***** Data to use *****

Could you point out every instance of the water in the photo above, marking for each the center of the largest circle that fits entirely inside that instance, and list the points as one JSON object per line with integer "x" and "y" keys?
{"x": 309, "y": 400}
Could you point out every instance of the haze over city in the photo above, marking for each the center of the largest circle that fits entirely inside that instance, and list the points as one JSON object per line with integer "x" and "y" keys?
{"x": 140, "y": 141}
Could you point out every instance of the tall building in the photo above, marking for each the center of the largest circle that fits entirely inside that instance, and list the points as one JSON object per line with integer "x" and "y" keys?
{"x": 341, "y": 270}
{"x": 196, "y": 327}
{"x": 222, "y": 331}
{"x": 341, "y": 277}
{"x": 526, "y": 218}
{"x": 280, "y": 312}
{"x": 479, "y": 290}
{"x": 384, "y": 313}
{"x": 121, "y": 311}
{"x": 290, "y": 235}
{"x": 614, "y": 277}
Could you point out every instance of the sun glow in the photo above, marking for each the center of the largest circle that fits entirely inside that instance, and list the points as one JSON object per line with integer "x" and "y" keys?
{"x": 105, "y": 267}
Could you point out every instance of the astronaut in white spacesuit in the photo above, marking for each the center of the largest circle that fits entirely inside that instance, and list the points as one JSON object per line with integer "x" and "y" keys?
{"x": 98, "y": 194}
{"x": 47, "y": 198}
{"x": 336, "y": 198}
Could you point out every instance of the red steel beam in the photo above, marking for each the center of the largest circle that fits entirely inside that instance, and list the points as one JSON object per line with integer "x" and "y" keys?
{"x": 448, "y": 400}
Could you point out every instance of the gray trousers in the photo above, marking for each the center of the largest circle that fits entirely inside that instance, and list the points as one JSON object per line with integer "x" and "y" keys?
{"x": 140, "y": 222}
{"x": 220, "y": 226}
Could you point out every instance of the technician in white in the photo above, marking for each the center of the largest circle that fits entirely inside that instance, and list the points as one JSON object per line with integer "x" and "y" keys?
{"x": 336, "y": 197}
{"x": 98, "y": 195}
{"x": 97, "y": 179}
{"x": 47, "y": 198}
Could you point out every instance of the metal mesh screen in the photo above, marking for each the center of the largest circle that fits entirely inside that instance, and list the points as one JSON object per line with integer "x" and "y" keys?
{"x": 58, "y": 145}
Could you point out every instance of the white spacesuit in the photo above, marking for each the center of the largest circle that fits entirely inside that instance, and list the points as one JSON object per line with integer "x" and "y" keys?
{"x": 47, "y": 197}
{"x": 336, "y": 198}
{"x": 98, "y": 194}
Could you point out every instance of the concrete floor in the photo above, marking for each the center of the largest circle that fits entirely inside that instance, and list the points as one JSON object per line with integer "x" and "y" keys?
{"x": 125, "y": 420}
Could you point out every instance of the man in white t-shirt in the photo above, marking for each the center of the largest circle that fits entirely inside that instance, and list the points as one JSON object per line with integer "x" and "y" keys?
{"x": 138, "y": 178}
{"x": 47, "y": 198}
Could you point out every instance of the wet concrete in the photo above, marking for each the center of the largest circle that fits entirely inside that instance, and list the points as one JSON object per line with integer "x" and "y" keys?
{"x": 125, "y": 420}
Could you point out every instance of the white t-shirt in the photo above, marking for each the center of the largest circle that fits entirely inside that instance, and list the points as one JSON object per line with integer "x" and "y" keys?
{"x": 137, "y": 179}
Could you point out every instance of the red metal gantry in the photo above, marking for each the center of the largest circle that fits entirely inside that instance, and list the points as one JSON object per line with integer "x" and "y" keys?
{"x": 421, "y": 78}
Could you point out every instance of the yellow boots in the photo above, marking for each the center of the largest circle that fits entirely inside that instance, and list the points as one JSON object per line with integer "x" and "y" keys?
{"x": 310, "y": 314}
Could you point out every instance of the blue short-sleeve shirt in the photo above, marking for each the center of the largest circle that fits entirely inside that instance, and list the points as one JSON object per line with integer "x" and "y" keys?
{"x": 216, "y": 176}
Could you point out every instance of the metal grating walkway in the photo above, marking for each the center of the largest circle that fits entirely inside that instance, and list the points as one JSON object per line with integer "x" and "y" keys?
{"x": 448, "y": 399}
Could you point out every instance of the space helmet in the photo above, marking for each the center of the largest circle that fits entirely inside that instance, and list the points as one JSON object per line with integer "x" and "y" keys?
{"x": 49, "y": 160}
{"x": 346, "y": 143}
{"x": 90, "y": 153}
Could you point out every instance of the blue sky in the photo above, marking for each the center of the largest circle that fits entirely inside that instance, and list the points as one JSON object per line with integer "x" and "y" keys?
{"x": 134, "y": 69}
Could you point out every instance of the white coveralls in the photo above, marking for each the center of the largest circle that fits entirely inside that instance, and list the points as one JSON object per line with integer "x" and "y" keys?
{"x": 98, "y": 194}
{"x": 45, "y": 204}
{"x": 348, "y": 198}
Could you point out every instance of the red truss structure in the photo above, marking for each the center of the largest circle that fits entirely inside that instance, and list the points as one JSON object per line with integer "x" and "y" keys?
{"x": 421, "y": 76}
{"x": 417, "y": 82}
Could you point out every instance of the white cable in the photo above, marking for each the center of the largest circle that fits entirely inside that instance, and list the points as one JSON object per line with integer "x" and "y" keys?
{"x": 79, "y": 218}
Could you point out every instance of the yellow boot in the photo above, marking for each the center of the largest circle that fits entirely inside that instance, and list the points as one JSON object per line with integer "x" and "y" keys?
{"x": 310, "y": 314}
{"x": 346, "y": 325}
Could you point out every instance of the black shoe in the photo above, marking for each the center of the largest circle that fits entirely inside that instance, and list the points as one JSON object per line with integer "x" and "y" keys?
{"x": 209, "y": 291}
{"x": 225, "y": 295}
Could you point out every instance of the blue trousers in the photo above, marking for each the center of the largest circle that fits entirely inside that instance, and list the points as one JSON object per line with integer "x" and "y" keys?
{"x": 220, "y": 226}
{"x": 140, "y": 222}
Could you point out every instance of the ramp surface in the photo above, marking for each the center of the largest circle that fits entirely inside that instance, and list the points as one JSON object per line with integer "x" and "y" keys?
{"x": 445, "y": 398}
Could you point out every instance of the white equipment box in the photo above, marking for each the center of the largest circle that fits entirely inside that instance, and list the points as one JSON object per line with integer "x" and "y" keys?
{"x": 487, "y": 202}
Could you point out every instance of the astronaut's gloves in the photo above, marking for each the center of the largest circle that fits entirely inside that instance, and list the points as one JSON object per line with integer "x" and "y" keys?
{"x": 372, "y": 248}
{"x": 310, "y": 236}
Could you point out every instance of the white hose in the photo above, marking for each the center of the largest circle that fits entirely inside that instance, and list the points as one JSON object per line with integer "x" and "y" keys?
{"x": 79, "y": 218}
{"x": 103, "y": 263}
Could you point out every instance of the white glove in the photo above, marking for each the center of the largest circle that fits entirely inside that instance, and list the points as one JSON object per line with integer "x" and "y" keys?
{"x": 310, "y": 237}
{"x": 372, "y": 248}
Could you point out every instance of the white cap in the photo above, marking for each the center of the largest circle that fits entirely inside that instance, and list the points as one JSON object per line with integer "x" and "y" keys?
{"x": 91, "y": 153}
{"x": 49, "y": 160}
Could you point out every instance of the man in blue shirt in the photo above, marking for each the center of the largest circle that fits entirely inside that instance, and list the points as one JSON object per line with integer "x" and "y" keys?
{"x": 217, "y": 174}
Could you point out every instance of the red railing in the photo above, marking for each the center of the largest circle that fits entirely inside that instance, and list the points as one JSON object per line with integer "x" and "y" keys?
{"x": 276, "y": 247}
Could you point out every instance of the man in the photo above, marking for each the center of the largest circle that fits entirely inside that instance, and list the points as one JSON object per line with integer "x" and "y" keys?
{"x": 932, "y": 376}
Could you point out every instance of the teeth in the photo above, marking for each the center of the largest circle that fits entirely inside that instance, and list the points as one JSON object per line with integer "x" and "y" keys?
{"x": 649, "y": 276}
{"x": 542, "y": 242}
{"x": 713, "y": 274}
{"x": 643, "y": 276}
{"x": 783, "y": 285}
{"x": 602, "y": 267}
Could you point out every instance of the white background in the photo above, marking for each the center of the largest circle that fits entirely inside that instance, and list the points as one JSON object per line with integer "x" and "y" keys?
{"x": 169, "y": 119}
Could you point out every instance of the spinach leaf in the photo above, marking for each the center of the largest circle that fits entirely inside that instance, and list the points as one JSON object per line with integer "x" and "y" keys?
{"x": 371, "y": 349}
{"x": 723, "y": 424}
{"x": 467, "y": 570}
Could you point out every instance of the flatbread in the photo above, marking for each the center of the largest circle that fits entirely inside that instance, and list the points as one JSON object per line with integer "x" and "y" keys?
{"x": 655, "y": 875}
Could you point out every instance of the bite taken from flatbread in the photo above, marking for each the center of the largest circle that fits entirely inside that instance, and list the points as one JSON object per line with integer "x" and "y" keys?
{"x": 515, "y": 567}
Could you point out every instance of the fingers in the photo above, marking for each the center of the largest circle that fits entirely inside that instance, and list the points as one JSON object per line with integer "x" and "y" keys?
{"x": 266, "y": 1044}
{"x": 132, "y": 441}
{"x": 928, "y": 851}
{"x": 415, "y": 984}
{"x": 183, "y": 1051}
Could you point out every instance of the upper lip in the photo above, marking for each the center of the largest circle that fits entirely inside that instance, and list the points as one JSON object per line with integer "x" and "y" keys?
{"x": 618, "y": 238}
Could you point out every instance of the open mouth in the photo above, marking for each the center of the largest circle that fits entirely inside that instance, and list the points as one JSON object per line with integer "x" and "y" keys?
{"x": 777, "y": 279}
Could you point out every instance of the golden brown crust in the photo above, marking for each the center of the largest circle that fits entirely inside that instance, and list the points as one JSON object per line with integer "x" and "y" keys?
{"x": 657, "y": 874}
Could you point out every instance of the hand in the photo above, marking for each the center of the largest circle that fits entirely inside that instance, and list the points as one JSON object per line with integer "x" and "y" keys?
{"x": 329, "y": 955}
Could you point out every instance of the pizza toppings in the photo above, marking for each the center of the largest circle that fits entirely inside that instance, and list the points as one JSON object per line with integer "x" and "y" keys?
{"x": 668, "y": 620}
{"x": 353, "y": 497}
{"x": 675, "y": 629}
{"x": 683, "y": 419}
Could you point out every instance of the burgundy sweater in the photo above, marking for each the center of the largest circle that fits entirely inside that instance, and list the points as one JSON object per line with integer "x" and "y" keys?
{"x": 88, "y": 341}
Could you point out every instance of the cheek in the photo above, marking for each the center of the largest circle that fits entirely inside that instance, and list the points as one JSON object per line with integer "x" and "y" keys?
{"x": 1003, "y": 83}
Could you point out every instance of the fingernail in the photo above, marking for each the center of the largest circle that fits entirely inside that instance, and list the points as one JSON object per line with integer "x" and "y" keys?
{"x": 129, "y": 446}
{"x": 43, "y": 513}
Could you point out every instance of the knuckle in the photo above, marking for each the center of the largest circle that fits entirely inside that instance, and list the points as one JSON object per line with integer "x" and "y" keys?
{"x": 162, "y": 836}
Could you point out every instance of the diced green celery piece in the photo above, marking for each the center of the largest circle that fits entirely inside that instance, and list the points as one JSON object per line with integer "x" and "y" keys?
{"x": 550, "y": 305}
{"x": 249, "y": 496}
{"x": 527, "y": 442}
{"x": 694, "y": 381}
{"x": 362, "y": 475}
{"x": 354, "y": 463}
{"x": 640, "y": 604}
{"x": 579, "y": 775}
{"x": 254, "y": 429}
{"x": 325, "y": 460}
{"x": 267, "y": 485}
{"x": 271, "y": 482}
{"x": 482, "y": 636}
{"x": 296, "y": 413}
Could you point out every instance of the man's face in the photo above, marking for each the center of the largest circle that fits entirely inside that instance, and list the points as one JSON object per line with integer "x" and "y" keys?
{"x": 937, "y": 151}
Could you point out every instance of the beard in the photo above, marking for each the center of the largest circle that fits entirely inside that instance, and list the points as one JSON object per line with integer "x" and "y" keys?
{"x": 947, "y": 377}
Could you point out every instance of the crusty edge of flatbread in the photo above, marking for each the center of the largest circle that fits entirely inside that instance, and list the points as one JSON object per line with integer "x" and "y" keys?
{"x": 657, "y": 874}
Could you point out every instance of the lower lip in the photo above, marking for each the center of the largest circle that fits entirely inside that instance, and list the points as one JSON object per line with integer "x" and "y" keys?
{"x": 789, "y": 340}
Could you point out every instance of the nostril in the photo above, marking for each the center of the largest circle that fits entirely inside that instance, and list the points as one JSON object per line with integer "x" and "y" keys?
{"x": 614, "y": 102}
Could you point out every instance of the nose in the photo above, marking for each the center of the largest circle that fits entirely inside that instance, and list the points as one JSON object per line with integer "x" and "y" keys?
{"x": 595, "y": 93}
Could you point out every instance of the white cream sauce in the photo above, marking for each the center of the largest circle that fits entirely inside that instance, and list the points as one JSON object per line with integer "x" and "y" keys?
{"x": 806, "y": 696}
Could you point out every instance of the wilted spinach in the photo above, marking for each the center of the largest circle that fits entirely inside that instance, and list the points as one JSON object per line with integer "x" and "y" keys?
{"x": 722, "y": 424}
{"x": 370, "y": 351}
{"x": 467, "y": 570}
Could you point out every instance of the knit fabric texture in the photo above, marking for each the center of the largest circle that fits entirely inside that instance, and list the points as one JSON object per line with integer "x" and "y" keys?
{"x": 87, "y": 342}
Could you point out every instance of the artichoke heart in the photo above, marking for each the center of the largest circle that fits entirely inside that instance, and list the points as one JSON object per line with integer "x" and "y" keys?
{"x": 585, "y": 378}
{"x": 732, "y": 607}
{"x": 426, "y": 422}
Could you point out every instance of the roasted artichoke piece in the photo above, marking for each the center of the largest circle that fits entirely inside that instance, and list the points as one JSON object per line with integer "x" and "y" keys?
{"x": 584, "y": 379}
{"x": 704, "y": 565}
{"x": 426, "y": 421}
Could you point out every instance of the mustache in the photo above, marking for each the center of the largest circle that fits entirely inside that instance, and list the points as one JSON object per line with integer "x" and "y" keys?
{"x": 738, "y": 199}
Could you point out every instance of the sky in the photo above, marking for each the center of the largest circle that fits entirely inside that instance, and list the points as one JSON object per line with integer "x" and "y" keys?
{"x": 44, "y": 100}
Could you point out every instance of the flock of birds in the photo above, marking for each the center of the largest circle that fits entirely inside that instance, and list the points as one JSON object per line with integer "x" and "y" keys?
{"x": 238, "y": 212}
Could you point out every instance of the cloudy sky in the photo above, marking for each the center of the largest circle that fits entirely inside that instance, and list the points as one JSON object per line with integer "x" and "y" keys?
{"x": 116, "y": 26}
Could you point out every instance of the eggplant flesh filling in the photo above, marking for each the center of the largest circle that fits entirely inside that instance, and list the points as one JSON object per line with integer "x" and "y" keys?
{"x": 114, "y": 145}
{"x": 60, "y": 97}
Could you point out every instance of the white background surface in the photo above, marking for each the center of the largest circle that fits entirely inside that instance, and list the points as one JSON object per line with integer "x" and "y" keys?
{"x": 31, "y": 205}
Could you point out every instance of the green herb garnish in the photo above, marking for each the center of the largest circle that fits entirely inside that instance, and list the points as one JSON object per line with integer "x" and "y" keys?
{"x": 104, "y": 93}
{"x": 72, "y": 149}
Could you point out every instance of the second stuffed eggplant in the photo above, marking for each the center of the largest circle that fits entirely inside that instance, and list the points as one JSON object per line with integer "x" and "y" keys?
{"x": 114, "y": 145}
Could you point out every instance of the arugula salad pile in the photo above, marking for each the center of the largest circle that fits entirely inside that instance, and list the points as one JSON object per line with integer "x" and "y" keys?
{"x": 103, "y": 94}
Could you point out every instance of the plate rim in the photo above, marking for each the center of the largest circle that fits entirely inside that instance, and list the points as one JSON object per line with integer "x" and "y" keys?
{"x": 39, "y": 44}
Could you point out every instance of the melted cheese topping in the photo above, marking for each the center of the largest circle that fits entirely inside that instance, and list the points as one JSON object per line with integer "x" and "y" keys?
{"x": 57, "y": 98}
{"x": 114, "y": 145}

*****

• _What you need to do_: Reproduce exactly the line that holds "Could you point out every instance of the plate", then every line after it, ending with the final line of the records above.

• _Solution to the exercise_:
Could you point out every instance of the plate rim in the photo above, marking for each the center of the largest circle that fits entirely inside that instance, and list the points as one JSON object per line with integer "x" and "y" keys?
{"x": 39, "y": 44}
Could you point out every instance of the melted cheese topping in the photo above, marking for each the center of the largest circle that fits entirely inside that instance, and list the points as one JSON object per line with integer "x" and "y" keys?
{"x": 57, "y": 98}
{"x": 114, "y": 145}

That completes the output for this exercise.